----- Task input -----
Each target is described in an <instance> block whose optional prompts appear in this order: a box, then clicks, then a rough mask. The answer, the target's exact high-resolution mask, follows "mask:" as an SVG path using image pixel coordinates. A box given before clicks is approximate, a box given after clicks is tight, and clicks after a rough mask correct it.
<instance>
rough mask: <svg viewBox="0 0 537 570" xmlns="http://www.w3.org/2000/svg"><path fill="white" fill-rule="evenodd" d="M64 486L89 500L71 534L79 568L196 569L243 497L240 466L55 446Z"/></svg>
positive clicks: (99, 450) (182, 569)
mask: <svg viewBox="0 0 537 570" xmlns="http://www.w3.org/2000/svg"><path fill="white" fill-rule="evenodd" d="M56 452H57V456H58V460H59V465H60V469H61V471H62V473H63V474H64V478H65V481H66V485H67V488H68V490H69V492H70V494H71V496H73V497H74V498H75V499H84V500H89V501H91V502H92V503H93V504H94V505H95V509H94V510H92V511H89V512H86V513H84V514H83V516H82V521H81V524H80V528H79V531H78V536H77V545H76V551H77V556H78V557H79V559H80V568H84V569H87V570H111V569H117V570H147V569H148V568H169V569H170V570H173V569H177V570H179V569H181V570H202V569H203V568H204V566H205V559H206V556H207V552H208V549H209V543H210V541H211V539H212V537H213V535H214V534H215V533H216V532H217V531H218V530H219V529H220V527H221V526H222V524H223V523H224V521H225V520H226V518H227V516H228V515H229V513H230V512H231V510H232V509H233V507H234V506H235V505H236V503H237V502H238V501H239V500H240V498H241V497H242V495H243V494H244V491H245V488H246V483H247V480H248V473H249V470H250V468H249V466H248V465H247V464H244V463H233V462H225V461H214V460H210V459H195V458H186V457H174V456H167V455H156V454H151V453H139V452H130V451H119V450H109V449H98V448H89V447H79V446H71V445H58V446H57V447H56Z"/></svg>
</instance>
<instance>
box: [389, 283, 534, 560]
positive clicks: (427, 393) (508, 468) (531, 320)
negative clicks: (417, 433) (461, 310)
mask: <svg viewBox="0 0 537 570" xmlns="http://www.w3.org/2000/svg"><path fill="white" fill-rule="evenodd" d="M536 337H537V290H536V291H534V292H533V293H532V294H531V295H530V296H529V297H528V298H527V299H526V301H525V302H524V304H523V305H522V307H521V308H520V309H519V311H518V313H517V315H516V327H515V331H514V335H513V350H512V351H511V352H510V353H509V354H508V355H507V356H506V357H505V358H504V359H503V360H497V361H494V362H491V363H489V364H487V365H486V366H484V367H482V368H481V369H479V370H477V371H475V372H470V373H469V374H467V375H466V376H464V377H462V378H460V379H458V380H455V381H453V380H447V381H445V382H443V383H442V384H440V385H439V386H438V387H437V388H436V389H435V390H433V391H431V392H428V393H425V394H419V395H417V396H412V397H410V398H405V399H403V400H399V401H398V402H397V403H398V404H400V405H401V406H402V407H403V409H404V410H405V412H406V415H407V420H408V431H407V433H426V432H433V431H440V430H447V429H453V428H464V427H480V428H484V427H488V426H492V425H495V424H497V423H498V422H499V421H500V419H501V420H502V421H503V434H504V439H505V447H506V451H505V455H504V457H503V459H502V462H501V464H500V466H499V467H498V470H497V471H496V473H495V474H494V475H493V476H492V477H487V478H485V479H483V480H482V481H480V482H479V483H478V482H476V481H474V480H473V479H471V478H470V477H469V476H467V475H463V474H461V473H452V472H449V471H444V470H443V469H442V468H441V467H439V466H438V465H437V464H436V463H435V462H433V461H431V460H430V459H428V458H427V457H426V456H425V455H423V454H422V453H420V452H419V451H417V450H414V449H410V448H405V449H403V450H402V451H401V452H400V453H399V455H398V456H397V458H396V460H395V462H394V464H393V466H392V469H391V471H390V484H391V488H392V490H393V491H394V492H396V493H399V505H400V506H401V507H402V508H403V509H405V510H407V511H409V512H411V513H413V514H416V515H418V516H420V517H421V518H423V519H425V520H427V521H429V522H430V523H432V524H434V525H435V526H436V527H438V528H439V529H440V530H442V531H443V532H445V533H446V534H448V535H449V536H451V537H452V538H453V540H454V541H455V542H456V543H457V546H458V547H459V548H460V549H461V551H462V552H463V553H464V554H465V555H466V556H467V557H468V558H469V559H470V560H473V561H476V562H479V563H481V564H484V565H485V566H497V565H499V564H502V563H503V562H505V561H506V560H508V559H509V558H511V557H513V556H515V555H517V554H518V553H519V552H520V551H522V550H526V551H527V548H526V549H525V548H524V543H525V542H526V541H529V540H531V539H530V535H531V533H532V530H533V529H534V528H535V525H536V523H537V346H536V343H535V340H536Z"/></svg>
-----
◆ Task instructions ◆
Copy out the listing from the line with "</instance>" up to and including the line with "negative clicks: (417, 433) (461, 310)", changing nothing.

◆ The answer ◆
</instance>
<instance>
box: [389, 283, 534, 560]
positive clicks: (427, 393) (508, 468) (531, 320)
negative clicks: (417, 433) (461, 310)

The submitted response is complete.